**Goal of the exercise:** Using the records that appear below, write out exactly the lines from the one with "the white marble" through the one with "target | light gray background", keeping both end lines.

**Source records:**
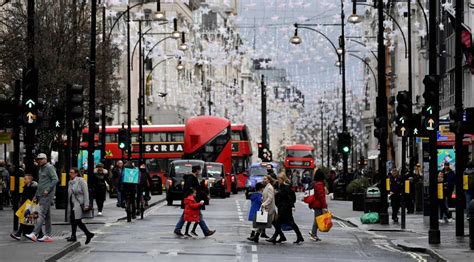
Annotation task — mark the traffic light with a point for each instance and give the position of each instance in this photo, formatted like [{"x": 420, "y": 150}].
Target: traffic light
[
  {"x": 403, "y": 113},
  {"x": 30, "y": 96},
  {"x": 123, "y": 138},
  {"x": 455, "y": 120},
  {"x": 344, "y": 143},
  {"x": 75, "y": 101},
  {"x": 260, "y": 150},
  {"x": 431, "y": 96},
  {"x": 57, "y": 119},
  {"x": 380, "y": 124}
]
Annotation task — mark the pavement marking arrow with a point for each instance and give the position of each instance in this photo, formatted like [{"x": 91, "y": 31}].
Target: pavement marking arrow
[
  {"x": 430, "y": 124},
  {"x": 31, "y": 117},
  {"x": 30, "y": 103}
]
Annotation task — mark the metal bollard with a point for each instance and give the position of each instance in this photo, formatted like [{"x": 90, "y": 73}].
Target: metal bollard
[{"x": 471, "y": 224}]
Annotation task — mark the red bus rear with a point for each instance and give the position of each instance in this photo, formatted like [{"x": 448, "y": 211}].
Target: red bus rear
[
  {"x": 241, "y": 153},
  {"x": 208, "y": 138},
  {"x": 299, "y": 163}
]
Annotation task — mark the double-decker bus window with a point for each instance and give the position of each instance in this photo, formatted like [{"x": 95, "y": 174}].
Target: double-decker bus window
[
  {"x": 158, "y": 137},
  {"x": 299, "y": 153},
  {"x": 111, "y": 138},
  {"x": 176, "y": 137}
]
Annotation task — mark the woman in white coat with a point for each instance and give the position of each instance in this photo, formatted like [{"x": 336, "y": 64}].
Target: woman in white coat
[{"x": 78, "y": 196}]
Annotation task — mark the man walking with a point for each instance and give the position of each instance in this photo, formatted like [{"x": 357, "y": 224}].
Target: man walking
[{"x": 47, "y": 180}]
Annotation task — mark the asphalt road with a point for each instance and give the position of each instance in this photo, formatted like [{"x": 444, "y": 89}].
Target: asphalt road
[{"x": 152, "y": 239}]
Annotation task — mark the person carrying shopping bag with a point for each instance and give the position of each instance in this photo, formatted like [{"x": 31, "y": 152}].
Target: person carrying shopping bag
[
  {"x": 78, "y": 197},
  {"x": 268, "y": 208},
  {"x": 318, "y": 204}
]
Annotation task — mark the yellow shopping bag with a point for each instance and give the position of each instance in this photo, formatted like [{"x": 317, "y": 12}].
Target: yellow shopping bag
[{"x": 324, "y": 222}]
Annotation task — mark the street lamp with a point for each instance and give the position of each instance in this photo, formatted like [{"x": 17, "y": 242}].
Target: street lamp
[
  {"x": 354, "y": 18},
  {"x": 295, "y": 39},
  {"x": 159, "y": 15},
  {"x": 183, "y": 46},
  {"x": 180, "y": 66},
  {"x": 176, "y": 34}
]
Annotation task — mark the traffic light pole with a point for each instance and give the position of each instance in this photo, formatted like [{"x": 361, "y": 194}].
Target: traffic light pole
[
  {"x": 434, "y": 236},
  {"x": 264, "y": 111},
  {"x": 382, "y": 114},
  {"x": 92, "y": 74},
  {"x": 458, "y": 104}
]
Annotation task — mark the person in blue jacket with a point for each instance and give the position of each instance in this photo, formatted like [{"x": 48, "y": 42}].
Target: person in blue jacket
[{"x": 256, "y": 199}]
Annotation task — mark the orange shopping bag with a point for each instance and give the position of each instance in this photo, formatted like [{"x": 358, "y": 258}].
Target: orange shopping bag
[{"x": 324, "y": 222}]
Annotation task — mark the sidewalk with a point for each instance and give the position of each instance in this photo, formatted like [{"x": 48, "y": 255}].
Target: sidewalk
[
  {"x": 415, "y": 236},
  {"x": 25, "y": 250}
]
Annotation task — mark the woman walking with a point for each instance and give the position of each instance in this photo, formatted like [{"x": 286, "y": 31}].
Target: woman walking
[
  {"x": 285, "y": 201},
  {"x": 319, "y": 204},
  {"x": 268, "y": 204},
  {"x": 78, "y": 195}
]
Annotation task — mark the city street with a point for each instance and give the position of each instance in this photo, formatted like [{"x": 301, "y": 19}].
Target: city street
[{"x": 153, "y": 240}]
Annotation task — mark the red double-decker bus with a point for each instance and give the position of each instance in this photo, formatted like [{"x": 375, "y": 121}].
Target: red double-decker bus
[
  {"x": 241, "y": 154},
  {"x": 299, "y": 162},
  {"x": 208, "y": 138},
  {"x": 162, "y": 144}
]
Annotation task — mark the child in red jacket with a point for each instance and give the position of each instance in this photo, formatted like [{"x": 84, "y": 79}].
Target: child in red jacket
[{"x": 191, "y": 211}]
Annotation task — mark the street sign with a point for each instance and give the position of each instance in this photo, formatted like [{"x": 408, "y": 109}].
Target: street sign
[{"x": 5, "y": 138}]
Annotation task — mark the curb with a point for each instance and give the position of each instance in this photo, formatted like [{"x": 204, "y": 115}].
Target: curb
[
  {"x": 424, "y": 250},
  {"x": 64, "y": 251},
  {"x": 149, "y": 206}
]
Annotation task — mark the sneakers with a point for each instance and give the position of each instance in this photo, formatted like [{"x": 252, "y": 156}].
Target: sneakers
[
  {"x": 178, "y": 233},
  {"x": 31, "y": 237},
  {"x": 210, "y": 233},
  {"x": 15, "y": 236},
  {"x": 46, "y": 239}
]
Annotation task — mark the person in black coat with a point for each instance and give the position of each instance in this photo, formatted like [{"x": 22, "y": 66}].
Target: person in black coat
[
  {"x": 29, "y": 192},
  {"x": 285, "y": 199}
]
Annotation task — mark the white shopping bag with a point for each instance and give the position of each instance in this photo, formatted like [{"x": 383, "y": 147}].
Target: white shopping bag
[{"x": 262, "y": 216}]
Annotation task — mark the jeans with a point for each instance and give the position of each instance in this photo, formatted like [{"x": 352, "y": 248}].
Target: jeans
[
  {"x": 202, "y": 224},
  {"x": 44, "y": 215},
  {"x": 314, "y": 230}
]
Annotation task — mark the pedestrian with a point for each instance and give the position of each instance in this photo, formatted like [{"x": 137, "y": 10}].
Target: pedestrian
[
  {"x": 29, "y": 191},
  {"x": 192, "y": 210},
  {"x": 99, "y": 184},
  {"x": 47, "y": 180},
  {"x": 78, "y": 197},
  {"x": 128, "y": 192},
  {"x": 395, "y": 193},
  {"x": 116, "y": 175},
  {"x": 268, "y": 204},
  {"x": 319, "y": 204},
  {"x": 191, "y": 181},
  {"x": 143, "y": 186},
  {"x": 285, "y": 199},
  {"x": 4, "y": 183},
  {"x": 256, "y": 203}
]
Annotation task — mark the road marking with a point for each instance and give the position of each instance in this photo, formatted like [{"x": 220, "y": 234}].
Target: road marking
[{"x": 254, "y": 257}]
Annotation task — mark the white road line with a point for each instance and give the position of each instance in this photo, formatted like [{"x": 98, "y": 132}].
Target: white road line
[
  {"x": 254, "y": 257},
  {"x": 254, "y": 248}
]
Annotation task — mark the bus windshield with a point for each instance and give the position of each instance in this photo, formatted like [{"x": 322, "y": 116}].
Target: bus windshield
[{"x": 299, "y": 153}]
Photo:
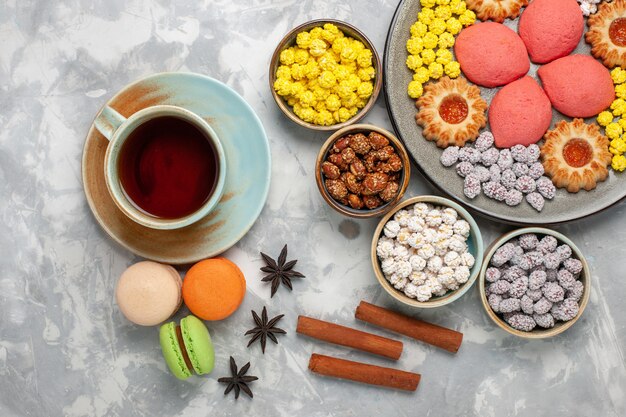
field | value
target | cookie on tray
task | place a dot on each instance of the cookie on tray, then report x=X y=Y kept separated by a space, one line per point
x=451 y=112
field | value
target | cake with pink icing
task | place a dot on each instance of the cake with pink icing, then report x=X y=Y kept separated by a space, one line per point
x=491 y=54
x=577 y=85
x=551 y=29
x=520 y=113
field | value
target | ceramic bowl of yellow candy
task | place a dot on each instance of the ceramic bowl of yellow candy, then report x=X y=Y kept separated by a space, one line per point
x=325 y=74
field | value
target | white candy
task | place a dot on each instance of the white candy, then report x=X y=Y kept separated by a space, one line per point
x=461 y=274
x=388 y=266
x=427 y=251
x=461 y=227
x=434 y=264
x=418 y=277
x=384 y=248
x=452 y=259
x=467 y=259
x=403 y=269
x=402 y=217
x=416 y=224
x=417 y=263
x=400 y=252
x=391 y=229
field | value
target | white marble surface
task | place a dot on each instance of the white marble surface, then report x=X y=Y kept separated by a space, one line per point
x=66 y=350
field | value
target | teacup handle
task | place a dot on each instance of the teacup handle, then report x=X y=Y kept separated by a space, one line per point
x=107 y=121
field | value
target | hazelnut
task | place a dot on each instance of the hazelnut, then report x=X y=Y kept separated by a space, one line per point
x=372 y=201
x=336 y=188
x=355 y=201
x=375 y=183
x=377 y=141
x=360 y=143
x=348 y=155
x=390 y=191
x=330 y=170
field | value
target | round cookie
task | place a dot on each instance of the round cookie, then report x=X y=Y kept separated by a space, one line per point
x=551 y=29
x=214 y=288
x=577 y=85
x=520 y=113
x=491 y=54
x=149 y=293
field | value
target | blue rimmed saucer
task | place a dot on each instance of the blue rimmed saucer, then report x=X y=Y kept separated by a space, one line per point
x=247 y=179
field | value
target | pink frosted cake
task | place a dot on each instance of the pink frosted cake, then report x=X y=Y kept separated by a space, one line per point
x=577 y=85
x=520 y=113
x=491 y=54
x=551 y=29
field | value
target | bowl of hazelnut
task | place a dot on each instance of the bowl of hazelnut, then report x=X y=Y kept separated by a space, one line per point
x=362 y=171
x=534 y=283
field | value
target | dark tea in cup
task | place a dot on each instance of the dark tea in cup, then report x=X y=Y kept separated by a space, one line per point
x=168 y=168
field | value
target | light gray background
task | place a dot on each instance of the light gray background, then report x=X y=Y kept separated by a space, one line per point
x=65 y=349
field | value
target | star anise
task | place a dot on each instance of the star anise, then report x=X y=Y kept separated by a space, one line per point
x=239 y=380
x=264 y=329
x=280 y=271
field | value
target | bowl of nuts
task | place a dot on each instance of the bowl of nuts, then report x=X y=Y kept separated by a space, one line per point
x=362 y=171
x=534 y=283
x=427 y=252
x=325 y=74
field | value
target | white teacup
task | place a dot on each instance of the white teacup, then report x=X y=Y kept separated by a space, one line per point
x=117 y=129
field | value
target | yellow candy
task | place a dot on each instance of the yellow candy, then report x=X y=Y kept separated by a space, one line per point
x=366 y=74
x=364 y=90
x=339 y=44
x=426 y=16
x=283 y=71
x=413 y=62
x=303 y=40
x=618 y=163
x=364 y=58
x=318 y=47
x=333 y=102
x=605 y=118
x=467 y=18
x=419 y=29
x=348 y=54
x=437 y=26
x=435 y=70
x=446 y=40
x=458 y=7
x=415 y=89
x=618 y=75
x=617 y=146
x=327 y=79
x=613 y=130
x=430 y=41
x=301 y=56
x=428 y=56
x=443 y=12
x=453 y=26
x=452 y=69
x=287 y=57
x=414 y=45
x=421 y=75
x=316 y=33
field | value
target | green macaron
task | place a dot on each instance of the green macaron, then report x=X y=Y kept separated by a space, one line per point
x=187 y=348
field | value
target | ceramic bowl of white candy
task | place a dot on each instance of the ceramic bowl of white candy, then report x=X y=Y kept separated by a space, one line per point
x=427 y=252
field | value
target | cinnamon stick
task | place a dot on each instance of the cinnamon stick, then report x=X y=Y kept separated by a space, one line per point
x=346 y=336
x=361 y=372
x=447 y=339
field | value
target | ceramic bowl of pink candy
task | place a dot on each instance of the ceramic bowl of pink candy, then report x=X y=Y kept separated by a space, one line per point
x=534 y=283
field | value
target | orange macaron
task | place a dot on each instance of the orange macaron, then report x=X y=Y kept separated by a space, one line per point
x=214 y=288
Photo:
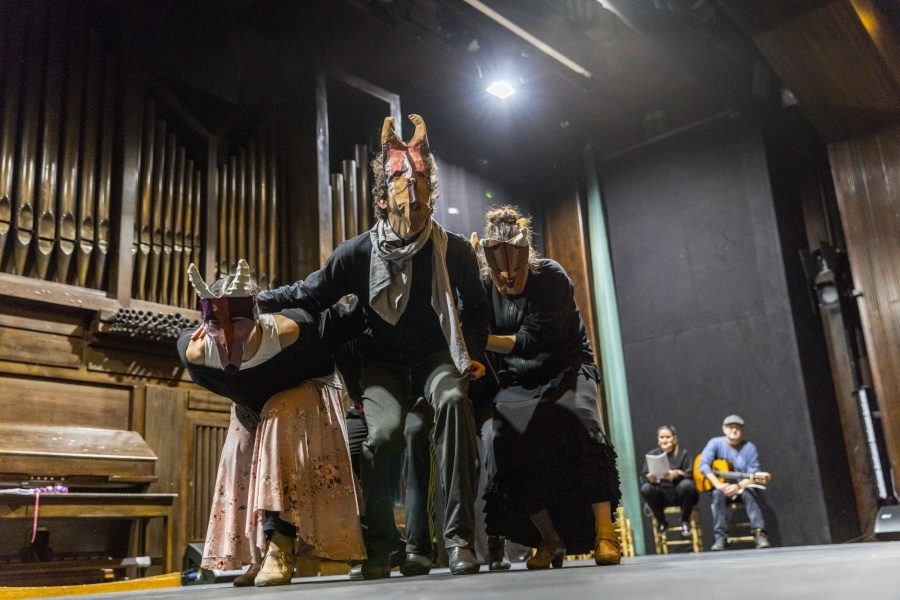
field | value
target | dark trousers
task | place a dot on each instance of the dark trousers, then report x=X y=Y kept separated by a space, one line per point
x=390 y=393
x=658 y=497
x=720 y=511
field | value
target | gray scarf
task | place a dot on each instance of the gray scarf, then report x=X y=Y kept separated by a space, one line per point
x=390 y=277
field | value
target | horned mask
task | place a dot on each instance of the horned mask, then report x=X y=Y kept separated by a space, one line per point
x=508 y=262
x=229 y=319
x=408 y=169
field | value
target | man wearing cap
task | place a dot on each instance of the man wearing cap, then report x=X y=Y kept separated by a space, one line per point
x=744 y=458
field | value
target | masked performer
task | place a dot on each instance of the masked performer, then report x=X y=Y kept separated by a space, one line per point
x=555 y=484
x=426 y=312
x=285 y=484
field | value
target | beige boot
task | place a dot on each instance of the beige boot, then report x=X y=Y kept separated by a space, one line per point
x=607 y=548
x=278 y=565
x=246 y=578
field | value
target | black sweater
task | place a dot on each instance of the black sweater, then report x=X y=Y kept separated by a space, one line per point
x=312 y=355
x=550 y=334
x=418 y=332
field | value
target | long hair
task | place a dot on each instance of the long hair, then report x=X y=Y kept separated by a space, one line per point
x=504 y=223
x=379 y=184
x=676 y=447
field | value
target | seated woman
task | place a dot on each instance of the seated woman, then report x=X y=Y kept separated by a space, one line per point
x=292 y=486
x=675 y=487
x=555 y=484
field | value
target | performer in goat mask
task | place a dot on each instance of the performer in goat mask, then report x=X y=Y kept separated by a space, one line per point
x=425 y=308
x=555 y=484
x=284 y=485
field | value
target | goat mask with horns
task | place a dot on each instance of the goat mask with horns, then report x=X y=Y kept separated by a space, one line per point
x=229 y=319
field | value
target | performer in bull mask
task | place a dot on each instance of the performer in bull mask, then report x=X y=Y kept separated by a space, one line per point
x=284 y=485
x=425 y=308
x=555 y=484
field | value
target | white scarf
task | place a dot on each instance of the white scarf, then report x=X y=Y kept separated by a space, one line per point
x=390 y=278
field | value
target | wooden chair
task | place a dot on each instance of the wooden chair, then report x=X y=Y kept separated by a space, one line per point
x=736 y=510
x=623 y=530
x=672 y=535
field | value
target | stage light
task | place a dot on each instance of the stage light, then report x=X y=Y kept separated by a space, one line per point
x=501 y=89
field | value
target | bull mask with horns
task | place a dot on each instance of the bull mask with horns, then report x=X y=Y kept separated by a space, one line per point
x=229 y=319
x=408 y=172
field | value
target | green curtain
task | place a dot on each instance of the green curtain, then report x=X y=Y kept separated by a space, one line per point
x=611 y=358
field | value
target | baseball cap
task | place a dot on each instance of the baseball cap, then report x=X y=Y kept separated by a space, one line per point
x=733 y=420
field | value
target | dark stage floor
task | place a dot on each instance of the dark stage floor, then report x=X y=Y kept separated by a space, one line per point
x=869 y=571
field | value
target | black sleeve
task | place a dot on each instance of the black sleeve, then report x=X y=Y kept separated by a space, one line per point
x=316 y=293
x=472 y=301
x=342 y=322
x=546 y=327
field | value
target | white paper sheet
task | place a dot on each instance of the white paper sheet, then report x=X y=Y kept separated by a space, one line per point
x=658 y=464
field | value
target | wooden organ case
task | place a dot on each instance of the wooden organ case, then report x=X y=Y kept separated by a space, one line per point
x=112 y=181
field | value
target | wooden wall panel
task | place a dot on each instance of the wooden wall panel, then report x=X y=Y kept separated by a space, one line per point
x=41 y=402
x=17 y=345
x=565 y=242
x=119 y=362
x=866 y=173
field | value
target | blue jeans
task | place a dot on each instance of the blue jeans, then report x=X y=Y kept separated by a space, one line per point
x=720 y=512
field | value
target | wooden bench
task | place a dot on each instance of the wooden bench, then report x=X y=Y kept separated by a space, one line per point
x=106 y=472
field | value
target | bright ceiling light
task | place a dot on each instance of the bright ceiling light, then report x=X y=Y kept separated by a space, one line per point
x=501 y=89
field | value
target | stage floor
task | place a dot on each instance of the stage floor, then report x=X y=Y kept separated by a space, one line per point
x=862 y=571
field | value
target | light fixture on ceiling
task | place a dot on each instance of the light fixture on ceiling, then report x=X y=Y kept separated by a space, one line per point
x=501 y=89
x=546 y=49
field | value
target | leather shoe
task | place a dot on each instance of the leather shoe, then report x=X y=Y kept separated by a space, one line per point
x=277 y=569
x=416 y=564
x=246 y=578
x=497 y=560
x=548 y=553
x=608 y=552
x=278 y=565
x=376 y=567
x=462 y=561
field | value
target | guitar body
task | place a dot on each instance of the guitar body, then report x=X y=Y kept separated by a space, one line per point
x=724 y=470
x=701 y=481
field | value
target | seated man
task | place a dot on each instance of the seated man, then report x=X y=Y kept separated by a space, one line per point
x=744 y=459
x=673 y=488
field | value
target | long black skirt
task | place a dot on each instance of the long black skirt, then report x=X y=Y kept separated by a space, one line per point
x=550 y=452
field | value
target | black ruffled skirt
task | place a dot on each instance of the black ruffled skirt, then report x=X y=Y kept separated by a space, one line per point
x=550 y=452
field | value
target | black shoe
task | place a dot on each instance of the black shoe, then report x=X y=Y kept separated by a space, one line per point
x=497 y=560
x=762 y=540
x=377 y=567
x=462 y=561
x=416 y=564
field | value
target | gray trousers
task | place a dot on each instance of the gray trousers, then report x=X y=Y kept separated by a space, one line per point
x=390 y=391
x=720 y=512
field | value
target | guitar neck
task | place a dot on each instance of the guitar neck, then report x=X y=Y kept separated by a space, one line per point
x=734 y=474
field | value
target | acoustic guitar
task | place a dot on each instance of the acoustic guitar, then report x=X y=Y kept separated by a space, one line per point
x=724 y=470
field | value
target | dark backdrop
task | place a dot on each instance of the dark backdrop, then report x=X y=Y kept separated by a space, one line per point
x=708 y=325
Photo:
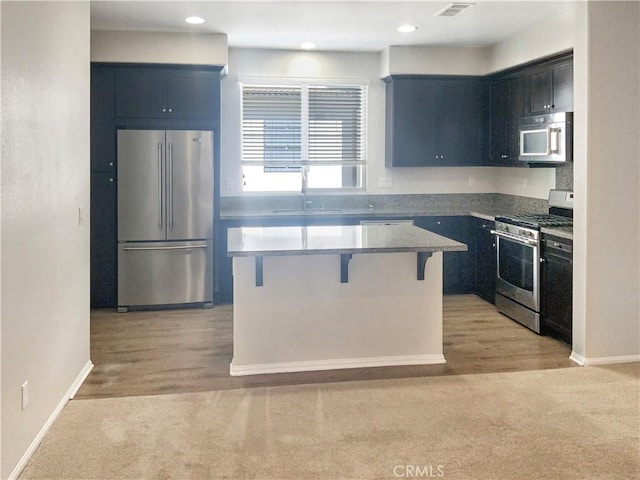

**Answer to this exercise:**
task | place a dot on each instance of the white marble surface, then report x=X y=Y kept separated by a space, one line per point
x=66 y=350
field | value
target | teacup handle
task | place a dot on each instance of the teacup handle, then report x=X y=Y kept separated by a space, one line per point
x=107 y=121
field | value
target | hazelnut
task | place a dot on each instance of the hazelnut, then report x=X y=Y kept separated by a space, one line per point
x=372 y=201
x=336 y=188
x=355 y=201
x=375 y=183
x=377 y=141
x=360 y=143
x=348 y=155
x=390 y=191
x=330 y=170
field | value
target | round cookie
task | place a dot on each instance of the round cookie, then report x=X y=Y kept separated by a space, one line per point
x=551 y=29
x=214 y=288
x=577 y=85
x=520 y=113
x=491 y=54
x=149 y=293
field | value
target | blue rimmed saucer
task | place a dot on each instance of the blue rimmed saucer, then report x=X y=Y kept separated by a space, one line per point
x=247 y=179
field | value
target | pink frosted cake
task | place a dot on each instance of the pink frosted cake, then report x=X y=Y kept separated by a space, one line per point
x=577 y=85
x=520 y=113
x=491 y=54
x=551 y=29
field | value
target | bowl of hazelnut
task | place a dot on each instance of the bowl of hazelnut, then report x=X y=Y kept separated by a space, one line per point
x=362 y=171
x=534 y=283
field | value
target | dark tea in cup
task | place a dot on each instance of the dark tea in cup, then report x=X y=Y kept separated by a space, one line per point
x=168 y=168
field | value
target | light gray background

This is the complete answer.